Penggalan Artikel:
Masa Depan Eks Gafatar Pasca-Fatwa Sesat MUI
Jamil Wahab ; Peneliti Badan Litbang dan Diklat
Kementerian Agama;
Pernah melakukan kajian tentang
Gafatar di Aceh (2015) dan Kalbar (2016)
|
JAWA POS, 04
Februari 2016
MAJELIS Ulama Indonesia (MUI) akhirnya
menetapkan aliran Gafatar yang berpaham Millah Abraham sesat menyesatkan.
Keputusan MUI itu dikeluarkan sesaat setelah Komisi Fatwa MUI melakukan
sidang kemarin (3/2).
Keputusan tersebut didasarkan pada alasan
bahwa Gafatar merupakan metamorfosis aliran Al-Qiyadah Al-Islamiyah yang
sudah difatwa sesat melalui Fatwa MUI No 4 Tahun 2007. Beberapa paham Millah
Abraham yang dianggap sesat dan menyimpang, antara lain, mencampurkan ajaran
Islam, Kristen, dan Yahudi dengan menafsirkan ayat-ayat Alquran yang tidak
berdasar kaidah tafsir.
Keputusan MUI tersebut sangat mungkin menjadi
pertimbangan penting bagi pihak berwenang untuk memproses para eks pengurus
Gafatar secara hukum dengan tuduhan penodaan agama. Pendekatan Yuridis
Berdasar pasal 1 UU No 1/PNPS Tahun 1965
tentang Pencegahan Penyalahgunaan dan/atau Penodaan Agama, ’’Setiap orang
dilarang dengan sengaja di muka umum menceritakan, menganjurkan atau
mengusahakan dukungan umum, untuk melakukan penafsiran tentang sesuatu agama
yang dianut di Indonesia atau melakukan kegiatan-kegiatan keagamaan yang
menyerupai kegiatan-kegiatan keagamaan dari agama itu, penafsiran dan
kegiatan mana yang menyimpang dari pokokpokok ajaran agama itu.’’
Selanjutnya, dalam pasal 2 ayat (1) UU itu
disebutkan, ’’Barangsiapa melanggar ketentuan tersebut dalam pasal 1 diberi
perintah dan peringatan keras untuk menghentikan perbuatannya itu di dalam
suatu keputusan bersama menteri agama, menteri/jaksa agung, dan menteri dalam
negeri.’’
Mencermati pasal 2 ayat (1) tersebut, sanksi
hukum yang diberikan kepada eks Gafatar adalah hanya dalam bentuk perintah
dan peringatan keras untuk menghentikan perbuatan penyebaran paham Millah
Abraham. Yakni, melalui penerbitan suatu keputusan bersama (SKB) menteri
agama, menteri/jaksa agung, dan menteri dalam negeri.

Cuplikan Daftar:
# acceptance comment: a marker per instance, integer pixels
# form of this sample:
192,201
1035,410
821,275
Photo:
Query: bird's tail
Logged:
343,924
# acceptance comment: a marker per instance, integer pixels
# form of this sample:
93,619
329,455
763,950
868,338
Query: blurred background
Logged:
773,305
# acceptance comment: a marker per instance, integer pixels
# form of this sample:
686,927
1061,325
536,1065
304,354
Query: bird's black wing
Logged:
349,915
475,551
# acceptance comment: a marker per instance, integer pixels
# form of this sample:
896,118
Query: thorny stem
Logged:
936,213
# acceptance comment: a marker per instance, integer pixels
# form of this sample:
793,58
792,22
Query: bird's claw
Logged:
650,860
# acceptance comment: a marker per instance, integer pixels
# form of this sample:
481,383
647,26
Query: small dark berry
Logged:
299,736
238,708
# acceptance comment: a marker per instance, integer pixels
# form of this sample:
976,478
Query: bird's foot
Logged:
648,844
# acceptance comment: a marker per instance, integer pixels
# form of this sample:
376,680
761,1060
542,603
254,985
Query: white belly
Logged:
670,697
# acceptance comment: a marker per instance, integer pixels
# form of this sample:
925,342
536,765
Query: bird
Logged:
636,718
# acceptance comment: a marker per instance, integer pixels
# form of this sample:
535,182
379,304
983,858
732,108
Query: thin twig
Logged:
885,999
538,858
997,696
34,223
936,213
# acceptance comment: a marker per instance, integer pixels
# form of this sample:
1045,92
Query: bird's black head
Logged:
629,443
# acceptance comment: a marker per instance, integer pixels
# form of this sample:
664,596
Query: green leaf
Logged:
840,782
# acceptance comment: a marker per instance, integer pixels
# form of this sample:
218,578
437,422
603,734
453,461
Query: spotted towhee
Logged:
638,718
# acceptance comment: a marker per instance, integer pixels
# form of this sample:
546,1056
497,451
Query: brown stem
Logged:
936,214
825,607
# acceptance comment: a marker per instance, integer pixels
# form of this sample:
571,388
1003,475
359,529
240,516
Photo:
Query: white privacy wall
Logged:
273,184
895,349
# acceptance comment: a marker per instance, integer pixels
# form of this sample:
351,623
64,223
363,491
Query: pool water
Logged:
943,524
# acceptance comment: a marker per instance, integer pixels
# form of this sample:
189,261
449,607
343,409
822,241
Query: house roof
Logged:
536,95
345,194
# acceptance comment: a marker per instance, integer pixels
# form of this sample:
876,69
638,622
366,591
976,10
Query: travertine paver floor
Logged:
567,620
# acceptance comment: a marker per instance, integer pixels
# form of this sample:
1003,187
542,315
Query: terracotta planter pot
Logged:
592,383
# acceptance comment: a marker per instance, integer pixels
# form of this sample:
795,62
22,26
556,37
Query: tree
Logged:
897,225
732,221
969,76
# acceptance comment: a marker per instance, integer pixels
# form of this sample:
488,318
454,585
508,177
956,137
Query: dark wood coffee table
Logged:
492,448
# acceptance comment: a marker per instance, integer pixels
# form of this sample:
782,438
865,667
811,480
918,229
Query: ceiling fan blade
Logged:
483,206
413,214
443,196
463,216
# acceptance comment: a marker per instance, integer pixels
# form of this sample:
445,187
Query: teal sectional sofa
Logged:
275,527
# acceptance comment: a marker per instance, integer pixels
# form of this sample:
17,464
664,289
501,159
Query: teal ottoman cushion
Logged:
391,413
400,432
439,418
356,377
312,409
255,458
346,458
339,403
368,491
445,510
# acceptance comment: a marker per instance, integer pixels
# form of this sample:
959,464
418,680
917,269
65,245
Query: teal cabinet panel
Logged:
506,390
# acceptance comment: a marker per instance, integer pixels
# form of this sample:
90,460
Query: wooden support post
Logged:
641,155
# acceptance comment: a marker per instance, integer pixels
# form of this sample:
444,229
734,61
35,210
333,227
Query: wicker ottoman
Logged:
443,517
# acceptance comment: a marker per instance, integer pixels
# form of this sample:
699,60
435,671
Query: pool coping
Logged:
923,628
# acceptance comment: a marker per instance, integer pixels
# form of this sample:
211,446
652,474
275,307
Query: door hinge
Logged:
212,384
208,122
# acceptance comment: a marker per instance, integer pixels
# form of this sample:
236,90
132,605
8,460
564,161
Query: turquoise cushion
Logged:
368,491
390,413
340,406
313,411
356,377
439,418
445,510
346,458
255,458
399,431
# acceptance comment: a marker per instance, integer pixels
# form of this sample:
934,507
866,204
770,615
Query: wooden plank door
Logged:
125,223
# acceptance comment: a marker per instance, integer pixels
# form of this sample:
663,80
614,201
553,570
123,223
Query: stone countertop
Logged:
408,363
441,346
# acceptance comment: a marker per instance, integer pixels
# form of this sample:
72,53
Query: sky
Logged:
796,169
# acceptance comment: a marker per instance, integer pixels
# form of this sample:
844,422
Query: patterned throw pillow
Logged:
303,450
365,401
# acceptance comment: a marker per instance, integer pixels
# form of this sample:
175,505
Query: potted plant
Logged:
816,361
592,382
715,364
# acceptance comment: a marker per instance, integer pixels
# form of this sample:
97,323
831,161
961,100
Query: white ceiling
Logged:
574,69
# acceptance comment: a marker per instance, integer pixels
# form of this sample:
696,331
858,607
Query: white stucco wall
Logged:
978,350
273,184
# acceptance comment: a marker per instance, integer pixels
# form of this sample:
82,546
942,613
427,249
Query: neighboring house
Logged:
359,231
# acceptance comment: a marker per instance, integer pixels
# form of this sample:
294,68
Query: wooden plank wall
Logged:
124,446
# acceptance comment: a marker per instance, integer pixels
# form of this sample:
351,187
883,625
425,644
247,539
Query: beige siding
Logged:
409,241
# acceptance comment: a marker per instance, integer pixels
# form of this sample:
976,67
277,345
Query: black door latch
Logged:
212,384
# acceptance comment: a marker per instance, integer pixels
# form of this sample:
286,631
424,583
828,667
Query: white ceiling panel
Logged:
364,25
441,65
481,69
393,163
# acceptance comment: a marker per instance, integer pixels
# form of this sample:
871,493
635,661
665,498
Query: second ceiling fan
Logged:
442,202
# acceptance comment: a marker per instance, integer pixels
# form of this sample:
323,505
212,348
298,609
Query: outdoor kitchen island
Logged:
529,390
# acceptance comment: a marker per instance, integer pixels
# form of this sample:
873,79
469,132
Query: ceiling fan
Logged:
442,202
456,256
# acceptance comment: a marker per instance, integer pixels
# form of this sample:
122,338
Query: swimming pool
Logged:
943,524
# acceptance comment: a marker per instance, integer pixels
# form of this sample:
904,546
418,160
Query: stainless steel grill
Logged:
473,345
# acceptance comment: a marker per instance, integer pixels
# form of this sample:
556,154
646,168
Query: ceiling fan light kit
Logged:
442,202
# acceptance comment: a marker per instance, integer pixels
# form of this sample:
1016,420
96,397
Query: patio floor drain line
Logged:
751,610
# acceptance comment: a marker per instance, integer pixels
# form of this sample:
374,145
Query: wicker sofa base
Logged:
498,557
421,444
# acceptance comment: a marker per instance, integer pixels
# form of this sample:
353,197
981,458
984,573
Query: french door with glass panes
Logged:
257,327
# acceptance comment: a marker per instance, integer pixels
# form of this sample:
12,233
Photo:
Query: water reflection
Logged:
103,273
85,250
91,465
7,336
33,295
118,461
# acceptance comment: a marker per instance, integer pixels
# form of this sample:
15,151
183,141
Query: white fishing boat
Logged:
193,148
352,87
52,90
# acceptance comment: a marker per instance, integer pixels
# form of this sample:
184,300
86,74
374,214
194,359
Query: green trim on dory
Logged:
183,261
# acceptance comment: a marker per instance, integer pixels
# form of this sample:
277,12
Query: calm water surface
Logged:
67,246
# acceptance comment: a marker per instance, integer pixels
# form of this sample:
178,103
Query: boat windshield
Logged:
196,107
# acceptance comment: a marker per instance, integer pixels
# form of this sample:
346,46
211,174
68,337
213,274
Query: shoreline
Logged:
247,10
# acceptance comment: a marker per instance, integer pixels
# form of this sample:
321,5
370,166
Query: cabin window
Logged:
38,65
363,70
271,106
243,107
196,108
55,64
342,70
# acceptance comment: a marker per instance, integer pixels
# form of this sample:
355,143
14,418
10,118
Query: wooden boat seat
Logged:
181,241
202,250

Tujuan Tugas: Salin kembali seluruh bagian artikel tentang fatwa MUI dari "Masa Depan Eks" sampai "dan Kalbar (2016)", lalu tukar setiap "Gafatar" dengan "Gerakan Fajar Nusantara". Kerjakan hanya dengan berpegang pada artikel tentang fatwa MUI ini.

Penyelesaian:
Masa Depan Eks Gerakan Fajar Nusantara Pasca-Fatwa Sesat MUI
Jamil Wahab ; Peneliti Badan Litbang dan Diklat
Kementerian Agama;
Pernah melakukan kajian tentang
Gerakan Fajar Nusantara di Aceh (2015) dan Kalbar (2016)